(Stored data)

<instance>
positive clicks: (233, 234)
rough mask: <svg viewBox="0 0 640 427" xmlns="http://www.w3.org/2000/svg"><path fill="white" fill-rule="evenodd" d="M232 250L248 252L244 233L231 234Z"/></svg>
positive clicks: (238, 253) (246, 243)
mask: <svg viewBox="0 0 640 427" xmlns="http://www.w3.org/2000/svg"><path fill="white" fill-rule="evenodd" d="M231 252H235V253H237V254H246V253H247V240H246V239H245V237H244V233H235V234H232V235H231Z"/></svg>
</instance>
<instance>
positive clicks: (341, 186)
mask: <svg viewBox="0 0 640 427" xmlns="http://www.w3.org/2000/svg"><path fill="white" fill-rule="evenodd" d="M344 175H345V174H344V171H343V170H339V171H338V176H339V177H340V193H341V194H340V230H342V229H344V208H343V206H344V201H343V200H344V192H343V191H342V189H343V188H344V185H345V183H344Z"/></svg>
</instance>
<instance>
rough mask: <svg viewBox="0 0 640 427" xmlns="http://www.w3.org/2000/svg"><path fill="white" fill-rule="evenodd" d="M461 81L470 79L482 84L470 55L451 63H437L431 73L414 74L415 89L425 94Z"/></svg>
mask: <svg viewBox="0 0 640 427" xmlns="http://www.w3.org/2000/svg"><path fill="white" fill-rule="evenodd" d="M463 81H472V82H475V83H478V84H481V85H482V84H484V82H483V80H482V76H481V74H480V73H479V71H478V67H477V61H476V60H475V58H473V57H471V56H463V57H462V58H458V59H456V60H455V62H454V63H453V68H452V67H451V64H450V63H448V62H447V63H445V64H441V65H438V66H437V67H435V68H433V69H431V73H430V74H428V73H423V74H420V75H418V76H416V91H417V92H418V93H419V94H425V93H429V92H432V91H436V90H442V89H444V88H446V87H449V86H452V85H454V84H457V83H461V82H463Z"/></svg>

Directions for this task
Only the lines from the one containing "250L248 252L244 233L231" through the final line above should be duplicated, exactly as they stand.

Final answer
rough mask: <svg viewBox="0 0 640 427" xmlns="http://www.w3.org/2000/svg"><path fill="white" fill-rule="evenodd" d="M232 250L248 252L244 233L231 234Z"/></svg>
positive clicks: (238, 253) (246, 243)
mask: <svg viewBox="0 0 640 427" xmlns="http://www.w3.org/2000/svg"><path fill="white" fill-rule="evenodd" d="M231 252H235V253H237V254H246V253H247V240H246V239H245V237H244V233H235V234H232V235H231Z"/></svg>
</instance>
<instance>
positive clicks: (341, 186)
mask: <svg viewBox="0 0 640 427" xmlns="http://www.w3.org/2000/svg"><path fill="white" fill-rule="evenodd" d="M344 175H345V174H344V171H343V170H339V171H338V176H339V177H340V193H341V194H340V230H342V229H344V208H343V206H344V201H343V200H344V192H343V191H342V189H343V188H344V185H345V183H344Z"/></svg>
</instance>
<instance>
rough mask: <svg viewBox="0 0 640 427" xmlns="http://www.w3.org/2000/svg"><path fill="white" fill-rule="evenodd" d="M461 81L470 79L482 84L470 55L451 63H437L431 73L414 74L415 89L425 94Z"/></svg>
mask: <svg viewBox="0 0 640 427" xmlns="http://www.w3.org/2000/svg"><path fill="white" fill-rule="evenodd" d="M463 81H472V82H475V83H478V84H481V85H482V84H484V82H483V80H482V76H481V74H480V73H479V71H478V67H477V61H476V60H475V58H473V57H471V56H463V57H462V58H458V59H456V60H455V62H454V63H453V68H452V67H451V64H450V63H448V62H447V63H445V64H441V65H438V66H437V67H435V68H433V69H431V73H430V74H428V73H423V74H420V75H418V76H416V91H417V92H418V93H419V94H425V93H429V92H432V91H436V90H442V89H444V88H446V87H449V86H452V85H454V84H457V83H461V82H463Z"/></svg>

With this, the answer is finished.